Where the open source community meets: Secure your spot for Percona Live Amsterdam! - Register

Downloads

Blog

The Optimization That (Often) Isn’t: Index Merge Intersection

December 14, 2012

Author

Ernie Souhrada

Insight for DBAs

Insight for Developers

MySQL

Share this Post:

Prior to version 5.0, MySQL could only use one index per table in a given query without any exceptions; folks that didn’t understand this limitation would often have tables with lots of single-column indexes on columns which commonly appeared in their WHERE clauses, and they’d wonder why the EXPLAIN plan for a given SELECT would show N possible index choices but only one index actually used.

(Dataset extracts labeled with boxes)

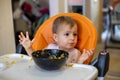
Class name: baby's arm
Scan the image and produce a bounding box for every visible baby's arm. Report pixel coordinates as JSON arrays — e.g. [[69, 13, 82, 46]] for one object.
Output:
[[78, 49, 93, 64], [19, 32, 34, 55]]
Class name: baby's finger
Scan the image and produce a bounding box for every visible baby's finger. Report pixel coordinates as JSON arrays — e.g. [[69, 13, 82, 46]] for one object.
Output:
[[26, 32, 29, 39], [18, 35, 23, 40], [20, 32, 25, 38]]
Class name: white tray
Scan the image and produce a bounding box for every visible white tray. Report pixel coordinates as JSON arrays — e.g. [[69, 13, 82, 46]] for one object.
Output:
[[0, 54, 98, 80]]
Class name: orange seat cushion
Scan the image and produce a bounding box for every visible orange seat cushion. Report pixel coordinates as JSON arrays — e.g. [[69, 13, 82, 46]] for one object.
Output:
[[32, 13, 97, 64]]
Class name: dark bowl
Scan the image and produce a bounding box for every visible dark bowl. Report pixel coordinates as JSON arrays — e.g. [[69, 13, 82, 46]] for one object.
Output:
[[32, 49, 68, 70]]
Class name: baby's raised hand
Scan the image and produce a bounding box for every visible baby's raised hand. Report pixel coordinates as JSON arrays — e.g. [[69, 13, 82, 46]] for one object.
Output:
[[19, 32, 33, 49]]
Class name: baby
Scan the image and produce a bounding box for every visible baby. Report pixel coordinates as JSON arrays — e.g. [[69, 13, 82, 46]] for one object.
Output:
[[19, 16, 93, 63]]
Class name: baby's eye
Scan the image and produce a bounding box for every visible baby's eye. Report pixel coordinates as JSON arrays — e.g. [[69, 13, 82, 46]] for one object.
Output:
[[64, 33, 69, 36], [73, 33, 77, 36]]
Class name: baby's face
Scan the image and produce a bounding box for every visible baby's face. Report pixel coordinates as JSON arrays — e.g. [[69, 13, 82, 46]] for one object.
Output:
[[56, 24, 78, 50]]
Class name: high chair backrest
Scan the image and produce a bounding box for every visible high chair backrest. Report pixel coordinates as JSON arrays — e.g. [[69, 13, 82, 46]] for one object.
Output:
[[32, 13, 97, 64]]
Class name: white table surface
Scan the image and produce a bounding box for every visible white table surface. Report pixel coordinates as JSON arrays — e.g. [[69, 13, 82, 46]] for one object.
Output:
[[0, 53, 98, 80]]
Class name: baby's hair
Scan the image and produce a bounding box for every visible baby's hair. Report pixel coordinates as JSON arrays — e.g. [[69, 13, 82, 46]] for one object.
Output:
[[52, 16, 76, 33]]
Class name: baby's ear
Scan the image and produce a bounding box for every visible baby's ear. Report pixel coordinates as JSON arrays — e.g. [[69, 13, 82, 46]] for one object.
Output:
[[53, 33, 58, 42]]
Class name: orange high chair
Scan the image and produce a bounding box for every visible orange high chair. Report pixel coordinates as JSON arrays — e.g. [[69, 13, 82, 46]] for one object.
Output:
[[16, 13, 109, 80], [32, 13, 97, 64]]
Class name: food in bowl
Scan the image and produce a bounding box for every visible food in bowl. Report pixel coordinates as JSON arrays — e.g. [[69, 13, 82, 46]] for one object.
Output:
[[32, 49, 68, 70]]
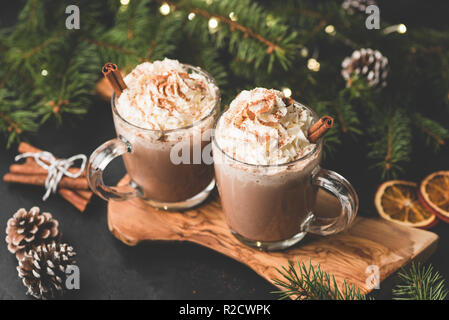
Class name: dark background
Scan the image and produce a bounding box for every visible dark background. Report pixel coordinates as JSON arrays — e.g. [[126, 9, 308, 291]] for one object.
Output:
[[0, 0, 449, 299]]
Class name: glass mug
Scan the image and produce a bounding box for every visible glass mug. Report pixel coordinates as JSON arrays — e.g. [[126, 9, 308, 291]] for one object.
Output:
[[86, 64, 220, 211], [212, 101, 358, 250]]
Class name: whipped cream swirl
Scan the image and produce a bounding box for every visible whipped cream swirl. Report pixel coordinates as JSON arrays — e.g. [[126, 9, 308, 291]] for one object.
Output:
[[117, 58, 218, 130], [215, 88, 315, 165]]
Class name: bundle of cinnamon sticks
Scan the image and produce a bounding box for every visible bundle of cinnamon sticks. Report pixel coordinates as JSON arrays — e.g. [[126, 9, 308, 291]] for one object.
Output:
[[3, 142, 92, 212]]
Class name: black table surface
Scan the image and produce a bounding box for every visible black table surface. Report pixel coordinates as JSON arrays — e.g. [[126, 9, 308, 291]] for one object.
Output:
[[0, 2, 449, 299]]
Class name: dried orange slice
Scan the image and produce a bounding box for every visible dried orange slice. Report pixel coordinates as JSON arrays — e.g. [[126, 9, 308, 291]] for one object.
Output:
[[374, 180, 438, 229], [419, 171, 449, 222]]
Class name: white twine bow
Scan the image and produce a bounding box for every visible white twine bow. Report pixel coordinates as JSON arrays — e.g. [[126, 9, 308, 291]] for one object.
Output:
[[14, 151, 87, 201]]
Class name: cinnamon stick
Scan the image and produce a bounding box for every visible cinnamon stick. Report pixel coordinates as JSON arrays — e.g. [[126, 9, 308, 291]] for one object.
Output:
[[3, 173, 89, 190], [3, 142, 93, 212], [308, 116, 334, 143], [58, 189, 92, 212], [102, 62, 127, 97]]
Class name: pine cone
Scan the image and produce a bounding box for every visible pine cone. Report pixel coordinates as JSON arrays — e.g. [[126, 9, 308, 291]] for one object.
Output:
[[341, 0, 377, 14], [341, 49, 388, 87], [6, 207, 61, 259], [17, 241, 76, 300]]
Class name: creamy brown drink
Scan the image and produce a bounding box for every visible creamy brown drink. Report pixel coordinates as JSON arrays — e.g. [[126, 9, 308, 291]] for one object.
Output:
[[213, 88, 356, 250], [86, 59, 220, 210]]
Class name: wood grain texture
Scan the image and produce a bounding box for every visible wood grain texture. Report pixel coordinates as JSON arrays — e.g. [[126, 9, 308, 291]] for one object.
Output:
[[108, 176, 438, 293]]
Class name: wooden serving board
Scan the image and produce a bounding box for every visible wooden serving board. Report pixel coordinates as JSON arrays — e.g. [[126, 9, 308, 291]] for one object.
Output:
[[108, 176, 438, 293]]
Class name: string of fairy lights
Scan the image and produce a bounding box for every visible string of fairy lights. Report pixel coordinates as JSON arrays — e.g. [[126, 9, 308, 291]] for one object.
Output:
[[41, 0, 407, 97]]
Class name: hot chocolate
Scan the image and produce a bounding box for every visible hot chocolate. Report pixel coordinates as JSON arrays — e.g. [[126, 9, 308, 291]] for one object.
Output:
[[214, 88, 320, 242], [213, 88, 357, 250]]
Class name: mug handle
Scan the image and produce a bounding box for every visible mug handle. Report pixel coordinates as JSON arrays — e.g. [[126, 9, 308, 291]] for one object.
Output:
[[304, 167, 359, 236], [86, 137, 141, 201]]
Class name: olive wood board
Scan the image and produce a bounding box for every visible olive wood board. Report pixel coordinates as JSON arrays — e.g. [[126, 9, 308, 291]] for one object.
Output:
[[108, 176, 438, 293]]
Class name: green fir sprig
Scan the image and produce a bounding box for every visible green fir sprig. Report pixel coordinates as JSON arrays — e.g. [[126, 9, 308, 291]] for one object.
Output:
[[0, 0, 449, 179], [393, 263, 449, 300], [272, 261, 366, 300]]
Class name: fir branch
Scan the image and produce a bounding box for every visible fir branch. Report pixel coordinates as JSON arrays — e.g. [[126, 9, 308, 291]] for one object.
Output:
[[272, 260, 366, 300], [393, 263, 449, 300], [81, 36, 137, 56], [175, 0, 297, 73], [368, 109, 411, 178], [413, 113, 449, 151]]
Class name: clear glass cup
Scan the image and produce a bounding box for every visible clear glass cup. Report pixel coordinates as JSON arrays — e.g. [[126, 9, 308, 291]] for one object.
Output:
[[86, 65, 220, 211], [212, 101, 358, 250]]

DESCRIPTION OF THE TASK: Extend the post on MySQL index merge intersection, beginning right after its final sentence.

RESPONSE:
Index Merge Intersection

To some extent, MySQL 5.0 and later changed this situation with the introduction of the “index merge” optimizer plan. The basic idea behind index merge is that for certain types of queries which contain WHERE clauses with columns that had single-column indexes on them, MySQL could sometimes make use of the multiple indexes. For instance, “SELECT foo FROM bar WHERE indexed_colA = X OR indexed_colB = Y” might use the index merge union algorithm, which would *simultaneously* (this is important, as we will see below) scan the indexes on indexed_colA and indexed_colB and then do a set-theoretic union of the two result sets. Replace that “OR” with an “AND” and you might see the set-theoretic intersection of the result sets. Sounds like this could be a significant performance win, perhaps. Sometimes it is. Other times, it is a major performance killer.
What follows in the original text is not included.